● **What is required**: Drop every image, then reproduce the data exactly as given.

● **Natural language region descriptions**:
--
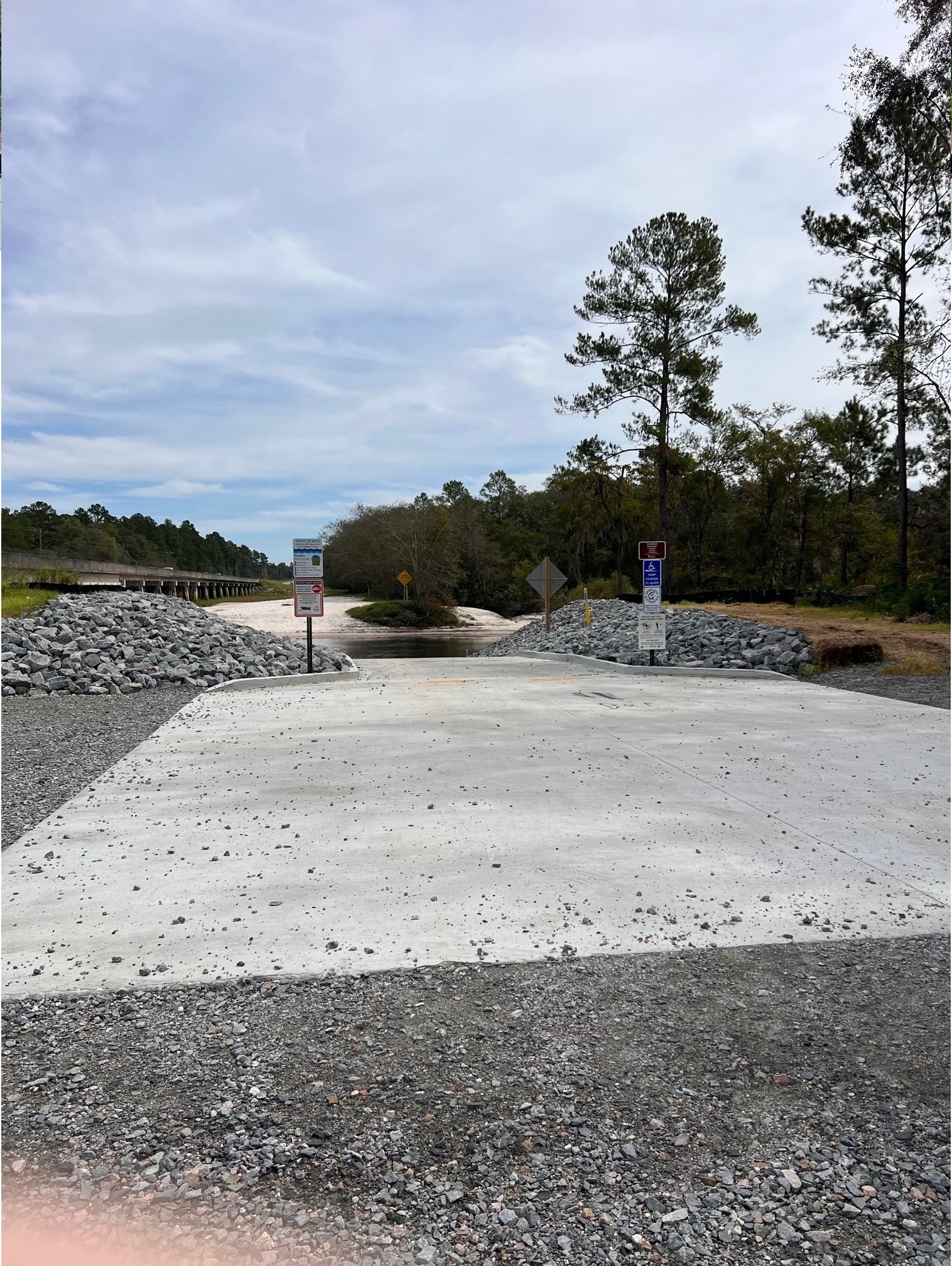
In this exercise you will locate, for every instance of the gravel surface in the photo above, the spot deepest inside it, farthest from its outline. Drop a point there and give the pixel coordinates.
(770, 1104)
(866, 679)
(56, 746)
(122, 644)
(695, 639)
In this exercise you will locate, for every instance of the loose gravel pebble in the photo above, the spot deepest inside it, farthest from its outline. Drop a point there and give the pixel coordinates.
--
● **Answer to this task**:
In this exercise you will locate, for every instance of the gravel surface in the photo above, the spot deepest inside it, farthest from its outline. Drop a point there and give the pixel coordinates.
(770, 1104)
(866, 679)
(56, 746)
(122, 644)
(695, 639)
In this exercise you will locate, for every instance of the loose gravel pebble in the photo above, the spot deepest inside it, farthest from its outline. Drop a point there and give the pixel coordinates.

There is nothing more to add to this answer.